For each line in the data below that holds "white", return a copy.

[Given data — start]

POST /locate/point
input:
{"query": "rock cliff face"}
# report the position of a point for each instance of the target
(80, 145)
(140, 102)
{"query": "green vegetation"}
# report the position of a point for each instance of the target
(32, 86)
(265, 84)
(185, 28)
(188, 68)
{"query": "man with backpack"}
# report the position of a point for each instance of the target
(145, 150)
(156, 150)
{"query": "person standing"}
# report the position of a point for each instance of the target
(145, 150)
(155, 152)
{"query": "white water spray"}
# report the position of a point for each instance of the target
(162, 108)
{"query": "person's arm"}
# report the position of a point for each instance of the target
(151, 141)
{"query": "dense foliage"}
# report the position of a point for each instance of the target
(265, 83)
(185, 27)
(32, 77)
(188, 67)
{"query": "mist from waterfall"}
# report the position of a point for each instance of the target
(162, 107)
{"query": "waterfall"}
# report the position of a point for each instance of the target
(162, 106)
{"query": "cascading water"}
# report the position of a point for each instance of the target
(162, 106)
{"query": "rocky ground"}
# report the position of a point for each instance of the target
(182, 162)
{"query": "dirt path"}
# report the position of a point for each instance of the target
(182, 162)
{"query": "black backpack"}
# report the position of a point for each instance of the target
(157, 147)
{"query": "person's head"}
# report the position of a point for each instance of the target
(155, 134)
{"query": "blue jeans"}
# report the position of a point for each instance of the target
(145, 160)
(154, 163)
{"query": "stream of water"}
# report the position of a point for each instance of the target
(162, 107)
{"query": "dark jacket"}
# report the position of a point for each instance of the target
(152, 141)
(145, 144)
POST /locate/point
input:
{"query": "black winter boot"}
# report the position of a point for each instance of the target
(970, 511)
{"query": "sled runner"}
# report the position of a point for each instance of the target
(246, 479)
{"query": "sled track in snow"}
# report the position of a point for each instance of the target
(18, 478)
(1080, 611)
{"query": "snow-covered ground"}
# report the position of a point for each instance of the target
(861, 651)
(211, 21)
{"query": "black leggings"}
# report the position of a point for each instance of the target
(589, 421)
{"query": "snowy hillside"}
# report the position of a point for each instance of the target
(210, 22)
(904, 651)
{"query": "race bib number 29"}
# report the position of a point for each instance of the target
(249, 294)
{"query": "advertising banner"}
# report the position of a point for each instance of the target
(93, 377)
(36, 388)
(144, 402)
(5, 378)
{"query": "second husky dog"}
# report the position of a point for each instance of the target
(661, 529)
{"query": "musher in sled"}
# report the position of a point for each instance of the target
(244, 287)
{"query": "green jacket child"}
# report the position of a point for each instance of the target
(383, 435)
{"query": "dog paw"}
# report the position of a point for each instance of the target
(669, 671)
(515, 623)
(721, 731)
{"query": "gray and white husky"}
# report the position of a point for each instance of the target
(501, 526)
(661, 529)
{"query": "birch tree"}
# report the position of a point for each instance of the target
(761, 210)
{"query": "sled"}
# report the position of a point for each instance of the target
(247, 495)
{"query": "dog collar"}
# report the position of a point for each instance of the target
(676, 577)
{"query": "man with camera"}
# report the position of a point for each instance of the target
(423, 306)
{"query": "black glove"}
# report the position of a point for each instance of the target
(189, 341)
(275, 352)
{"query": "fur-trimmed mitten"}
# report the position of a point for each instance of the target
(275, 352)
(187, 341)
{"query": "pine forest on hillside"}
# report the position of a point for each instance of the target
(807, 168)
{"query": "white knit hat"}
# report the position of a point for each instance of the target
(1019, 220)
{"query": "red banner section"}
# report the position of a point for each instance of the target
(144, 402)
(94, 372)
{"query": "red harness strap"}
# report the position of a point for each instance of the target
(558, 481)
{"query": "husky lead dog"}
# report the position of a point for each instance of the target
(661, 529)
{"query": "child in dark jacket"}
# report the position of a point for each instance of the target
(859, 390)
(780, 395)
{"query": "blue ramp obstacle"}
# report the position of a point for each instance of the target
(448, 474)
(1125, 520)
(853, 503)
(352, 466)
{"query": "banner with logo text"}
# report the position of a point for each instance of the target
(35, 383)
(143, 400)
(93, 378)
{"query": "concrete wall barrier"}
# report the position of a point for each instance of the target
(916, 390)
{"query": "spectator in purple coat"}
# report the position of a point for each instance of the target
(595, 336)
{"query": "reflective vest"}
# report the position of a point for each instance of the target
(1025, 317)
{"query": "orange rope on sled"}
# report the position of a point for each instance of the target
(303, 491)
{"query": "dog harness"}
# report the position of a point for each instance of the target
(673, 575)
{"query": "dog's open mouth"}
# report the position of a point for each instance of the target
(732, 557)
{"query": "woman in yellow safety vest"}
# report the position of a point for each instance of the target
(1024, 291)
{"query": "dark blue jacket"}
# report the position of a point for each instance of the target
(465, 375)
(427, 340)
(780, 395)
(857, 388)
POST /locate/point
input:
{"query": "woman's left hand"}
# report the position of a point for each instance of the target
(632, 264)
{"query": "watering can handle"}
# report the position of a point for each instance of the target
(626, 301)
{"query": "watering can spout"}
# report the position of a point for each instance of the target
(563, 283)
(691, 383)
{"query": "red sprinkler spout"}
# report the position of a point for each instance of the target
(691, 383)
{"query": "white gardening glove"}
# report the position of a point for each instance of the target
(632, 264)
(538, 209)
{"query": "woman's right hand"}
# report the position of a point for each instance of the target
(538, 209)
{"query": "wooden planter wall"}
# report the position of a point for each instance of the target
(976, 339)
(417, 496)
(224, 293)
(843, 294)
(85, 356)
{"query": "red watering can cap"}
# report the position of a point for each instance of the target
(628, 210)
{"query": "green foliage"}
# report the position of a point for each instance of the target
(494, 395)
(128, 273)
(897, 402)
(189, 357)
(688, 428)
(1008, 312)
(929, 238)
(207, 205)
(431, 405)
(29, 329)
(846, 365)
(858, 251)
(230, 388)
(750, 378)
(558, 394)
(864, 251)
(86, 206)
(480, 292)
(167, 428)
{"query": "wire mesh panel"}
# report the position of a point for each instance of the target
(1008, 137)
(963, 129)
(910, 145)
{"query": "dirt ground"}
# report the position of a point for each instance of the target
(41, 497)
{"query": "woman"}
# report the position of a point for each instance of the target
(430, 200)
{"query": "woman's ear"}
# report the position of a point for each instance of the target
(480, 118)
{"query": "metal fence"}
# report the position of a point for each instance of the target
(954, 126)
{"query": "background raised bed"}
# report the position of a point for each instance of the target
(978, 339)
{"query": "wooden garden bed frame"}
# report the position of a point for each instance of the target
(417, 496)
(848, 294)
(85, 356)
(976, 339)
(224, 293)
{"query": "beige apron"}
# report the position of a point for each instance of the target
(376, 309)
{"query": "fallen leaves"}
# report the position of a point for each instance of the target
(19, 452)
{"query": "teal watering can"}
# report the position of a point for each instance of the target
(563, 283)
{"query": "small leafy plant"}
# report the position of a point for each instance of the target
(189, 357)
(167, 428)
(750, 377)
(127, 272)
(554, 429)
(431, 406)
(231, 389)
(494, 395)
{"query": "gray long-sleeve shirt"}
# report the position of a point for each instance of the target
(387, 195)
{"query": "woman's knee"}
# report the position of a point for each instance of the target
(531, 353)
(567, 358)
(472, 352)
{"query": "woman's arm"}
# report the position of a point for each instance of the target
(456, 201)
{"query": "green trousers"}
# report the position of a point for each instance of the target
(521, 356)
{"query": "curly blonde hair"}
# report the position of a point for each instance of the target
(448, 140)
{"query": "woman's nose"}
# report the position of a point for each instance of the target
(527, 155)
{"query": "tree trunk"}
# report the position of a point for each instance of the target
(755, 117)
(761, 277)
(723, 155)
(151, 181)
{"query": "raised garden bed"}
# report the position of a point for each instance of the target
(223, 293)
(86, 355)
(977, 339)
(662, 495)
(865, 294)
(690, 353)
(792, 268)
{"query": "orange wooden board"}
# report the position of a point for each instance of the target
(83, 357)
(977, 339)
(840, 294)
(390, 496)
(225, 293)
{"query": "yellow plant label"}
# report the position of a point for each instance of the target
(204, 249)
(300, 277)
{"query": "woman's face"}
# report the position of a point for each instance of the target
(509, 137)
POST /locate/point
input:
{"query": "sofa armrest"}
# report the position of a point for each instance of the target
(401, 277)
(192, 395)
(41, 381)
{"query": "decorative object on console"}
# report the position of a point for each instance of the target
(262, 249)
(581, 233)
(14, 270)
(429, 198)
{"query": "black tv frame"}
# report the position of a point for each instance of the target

[Given data — finish]

*Response to the exercise*
{"query": "white water spray"}
{"query": "gray and white husky"}
{"query": "white knit hat"}
{"query": "white gardening glove"}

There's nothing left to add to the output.